Dataset records Start Marker

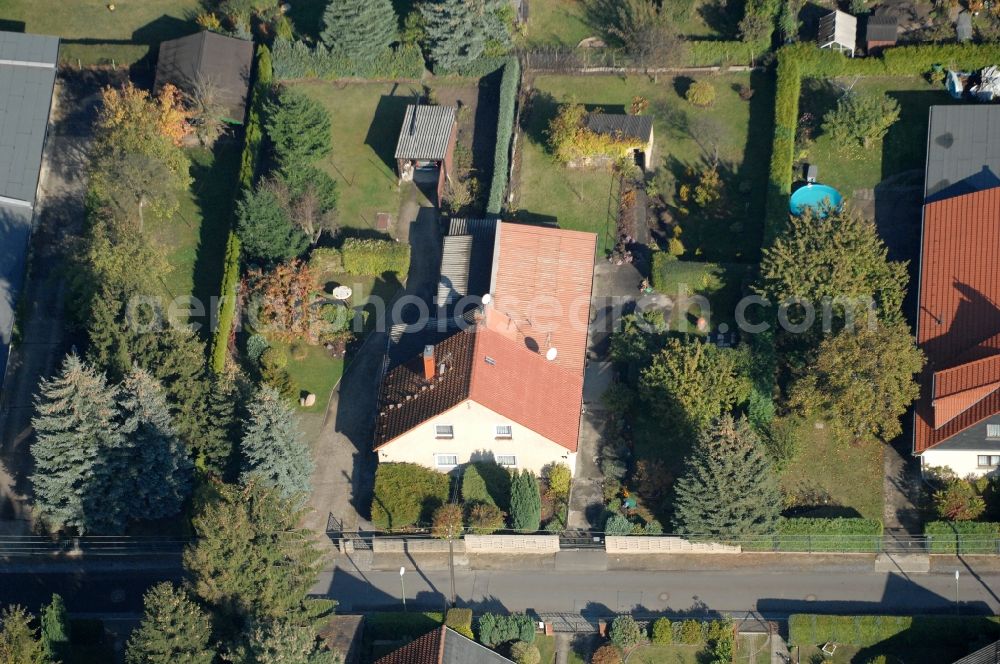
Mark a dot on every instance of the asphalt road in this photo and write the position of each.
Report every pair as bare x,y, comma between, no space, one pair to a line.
773,594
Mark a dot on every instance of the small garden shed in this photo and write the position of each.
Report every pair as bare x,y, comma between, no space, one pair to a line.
637,129
426,146
881,31
838,31
209,59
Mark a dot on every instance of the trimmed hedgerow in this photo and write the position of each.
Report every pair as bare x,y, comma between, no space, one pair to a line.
509,83
407,494
253,134
296,59
963,536
364,256
867,631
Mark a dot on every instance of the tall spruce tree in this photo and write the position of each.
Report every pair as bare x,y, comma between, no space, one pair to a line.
174,630
250,559
728,487
78,451
272,446
525,502
55,630
461,31
159,470
359,29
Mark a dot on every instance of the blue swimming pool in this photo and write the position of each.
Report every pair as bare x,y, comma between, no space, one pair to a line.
814,196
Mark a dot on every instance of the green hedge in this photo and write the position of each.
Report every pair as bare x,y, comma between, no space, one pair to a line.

Dataset records End Marker

Nothing but the text is wanted: repeat the data above exactly, without its images.

**Response**
Mark a dot on every instance of the asphalt road in this photo and write the position of each.
Report every pair as bare x,y, comma between, no space, one pair to a line.
773,594
Mark a dot on every instance of the small garden shed in this photo and write the position of each.
Report every pair as bare x,y, comma between, no space, one pair to a line.
637,129
426,146
881,31
838,31
209,59
Mark a dot on every instance of the trimmed hedgerow in this photo and write the position of each.
Report every pair as bare x,y, comma between, no space, one pair to a line.
509,83
407,494
253,134
296,59
963,536
364,256
867,631
Mark a dot on every instance of the tall spruce tree in this photo and write the position of each.
Report every pair as bare x,y, comma between, no space, one pair to a line.
174,630
250,559
728,487
78,451
272,446
525,502
55,630
461,31
159,470
359,29
Mark a dot on every instance of the blue swimming pool in this photo and write the position of each.
Report every pair as bare x,y, comma between, no space, one pair to a line.
814,196
Mark a dot on every instance of the green hedge in this photo and write the position of each.
Report every pair as bare x,y, comma between, no space, one pair to a line.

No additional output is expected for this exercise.